[Problem statement]:
Pull out every line of the records that contains the word "loose".
_ _ _ _ _
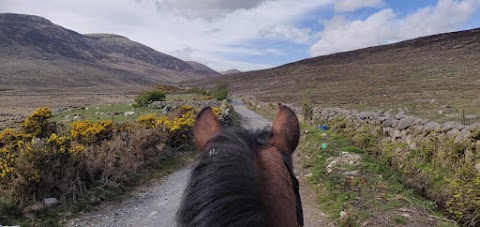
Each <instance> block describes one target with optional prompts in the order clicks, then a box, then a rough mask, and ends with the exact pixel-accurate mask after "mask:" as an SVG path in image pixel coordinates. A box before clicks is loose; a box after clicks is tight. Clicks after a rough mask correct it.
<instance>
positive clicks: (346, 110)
mask: <svg viewBox="0 0 480 227" xmlns="http://www.w3.org/2000/svg"><path fill="white" fill-rule="evenodd" d="M243 100H244V102H245V103H246V105H248V106H250V107H252V108H254V109H256V110H260V111H262V112H264V113H266V114H267V115H269V114H274V113H275V112H276V109H275V108H272V106H276V105H272V104H271V103H263V102H260V101H258V100H257V99H256V98H255V97H245V98H244V99H243ZM290 106H291V107H292V109H294V111H296V113H297V116H299V118H301V119H302V121H304V120H303V118H302V117H303V116H304V113H303V111H302V108H299V107H295V106H293V105H290ZM311 118H312V119H311V120H310V119H309V120H308V121H307V122H305V123H307V124H314V125H320V124H326V125H327V126H328V127H329V128H330V130H331V131H333V132H335V133H339V134H342V135H343V136H345V137H346V138H347V139H348V140H350V141H351V142H352V143H354V144H356V145H357V146H360V147H362V148H363V149H364V150H365V151H367V152H369V153H370V154H372V156H373V157H375V158H376V159H377V160H378V161H379V162H382V163H384V164H386V165H387V166H389V167H390V168H392V169H394V170H396V171H398V172H399V173H400V174H401V175H402V177H403V179H404V182H405V183H406V184H407V185H409V186H411V187H413V188H415V189H417V191H418V192H419V193H421V194H422V195H424V196H426V197H429V198H431V199H432V200H434V201H436V203H437V204H439V205H440V206H441V207H443V208H444V209H445V210H446V211H448V213H450V214H451V217H452V218H455V219H456V220H458V221H459V222H460V223H461V224H464V225H478V224H480V189H479V188H480V123H474V124H471V125H466V126H465V125H462V124H460V123H458V122H446V123H443V124H441V123H437V122H433V121H429V120H426V119H422V118H418V117H415V116H409V115H406V114H405V113H404V112H399V113H397V114H391V113H389V112H358V111H355V110H346V109H340V108H316V107H314V108H312V113H311Z"/></svg>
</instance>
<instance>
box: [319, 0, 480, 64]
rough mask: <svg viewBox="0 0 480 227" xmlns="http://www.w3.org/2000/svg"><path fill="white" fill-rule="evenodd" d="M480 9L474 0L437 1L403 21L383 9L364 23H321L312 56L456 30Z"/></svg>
mask: <svg viewBox="0 0 480 227" xmlns="http://www.w3.org/2000/svg"><path fill="white" fill-rule="evenodd" d="M478 6H479V3H478V1H477V0H463V1H455V0H439V1H438V2H437V4H436V5H435V6H429V7H425V8H422V9H419V10H417V11H415V12H413V13H411V14H409V15H407V16H405V17H403V18H401V17H399V16H398V15H397V14H395V12H394V11H393V10H392V9H384V10H381V11H379V12H377V13H375V14H373V15H370V16H369V17H368V18H366V19H365V20H354V21H347V20H346V19H345V18H343V17H340V16H336V17H333V18H332V19H331V20H329V21H327V22H325V23H324V26H325V29H324V30H323V31H322V32H320V33H318V34H317V35H318V38H319V40H318V42H317V43H315V44H314V45H313V46H311V48H310V54H311V55H312V56H318V55H326V54H331V53H336V52H342V51H349V50H355V49H360V48H364V47H368V46H375V45H380V44H387V43H392V42H396V41H401V40H405V39H411V38H416V37H420V36H427V35H432V34H437V33H442V32H450V31H454V30H457V29H459V28H460V27H461V26H462V25H463V24H464V23H465V22H466V21H467V20H468V19H469V18H470V17H471V16H472V15H473V14H474V12H475V10H476V8H477V7H478Z"/></svg>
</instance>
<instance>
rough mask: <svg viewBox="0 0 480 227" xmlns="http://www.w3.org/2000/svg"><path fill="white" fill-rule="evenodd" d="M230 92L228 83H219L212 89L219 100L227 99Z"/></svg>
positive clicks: (212, 91) (213, 96) (212, 90)
mask: <svg viewBox="0 0 480 227" xmlns="http://www.w3.org/2000/svg"><path fill="white" fill-rule="evenodd" d="M228 93H229V91H228V86H227V85H226V84H219V85H217V86H215V87H214V88H213V90H212V96H213V98H215V99H217V100H223V99H227V98H228Z"/></svg>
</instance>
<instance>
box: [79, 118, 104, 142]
mask: <svg viewBox="0 0 480 227" xmlns="http://www.w3.org/2000/svg"><path fill="white" fill-rule="evenodd" d="M112 126H113V122H112V121H111V120H102V121H97V122H92V121H90V120H79V121H74V122H73V123H72V125H71V126H70V135H71V137H72V139H77V140H78V141H79V142H81V143H84V144H91V143H96V142H99V141H102V140H105V139H108V138H109V137H111V133H112Z"/></svg>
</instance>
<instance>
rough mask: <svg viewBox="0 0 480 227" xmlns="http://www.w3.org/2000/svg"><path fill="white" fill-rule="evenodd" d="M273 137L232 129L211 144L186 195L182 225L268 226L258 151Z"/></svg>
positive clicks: (182, 218) (195, 170)
mask: <svg viewBox="0 0 480 227" xmlns="http://www.w3.org/2000/svg"><path fill="white" fill-rule="evenodd" d="M269 135H270V132H269V130H268V129H267V130H261V131H257V132H251V131H247V130H245V129H240V128H233V129H232V128H229V129H225V130H223V131H222V132H221V133H219V134H218V135H216V136H214V137H213V138H212V139H210V140H209V141H208V143H207V146H206V148H205V152H203V153H202V154H201V155H200V157H199V159H198V161H197V163H196V167H195V168H194V169H193V170H192V175H191V177H190V180H189V183H188V186H187V189H186V190H185V192H184V196H183V200H182V205H181V207H180V209H179V211H178V214H177V215H178V218H177V220H178V224H179V226H182V227H187V226H188V227H189V226H268V224H267V219H266V212H265V208H264V205H263V203H262V199H261V198H260V197H261V193H260V191H259V189H258V185H257V182H256V166H255V164H256V163H255V159H256V157H255V156H256V155H255V149H256V148H258V147H260V146H262V145H264V144H265V142H264V141H267V139H268V136H269Z"/></svg>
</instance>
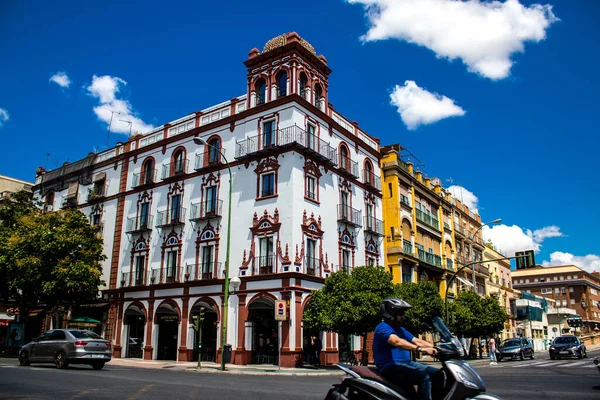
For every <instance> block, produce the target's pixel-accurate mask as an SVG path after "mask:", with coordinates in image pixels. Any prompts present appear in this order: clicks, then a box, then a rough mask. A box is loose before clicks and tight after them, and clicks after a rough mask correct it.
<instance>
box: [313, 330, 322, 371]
_ _ _ _ _
[Exercise response]:
Each <instance> block describes one target with optional prompts in the order clicks, then a box, then a rough mask, and ends with the exact pixel-accurate mask after "mask:" as an SVG path in image pixel coordinates. A box before clicks is loose; a box after clicks is tight. Clicks after a rough mask correct it.
For every <instance> block, produce the target's pixel-accurate mask as an SVG path after "mask:", with coordinates in image pixels. Any prompts present appear in this order: clicks, then a box, then a rough mask. A box is loose before clicks and tight after them, and clicks after a rough mask correct it.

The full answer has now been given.